▶ _WORK REQUEST_:
Your task is to write out the full listing once more, exactly.

BEGIN RECORDS FOR THIS TASK

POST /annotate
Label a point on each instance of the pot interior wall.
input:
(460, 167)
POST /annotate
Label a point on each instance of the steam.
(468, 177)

END RECORDS FOR THIS TASK

▶ _EXPECTED ANSWER_:
POST /annotate
Label a point on each instance of the pot interior wall.
input:
(460, 167)
POST /annotate
Label a point on each instance of the steam.
(468, 177)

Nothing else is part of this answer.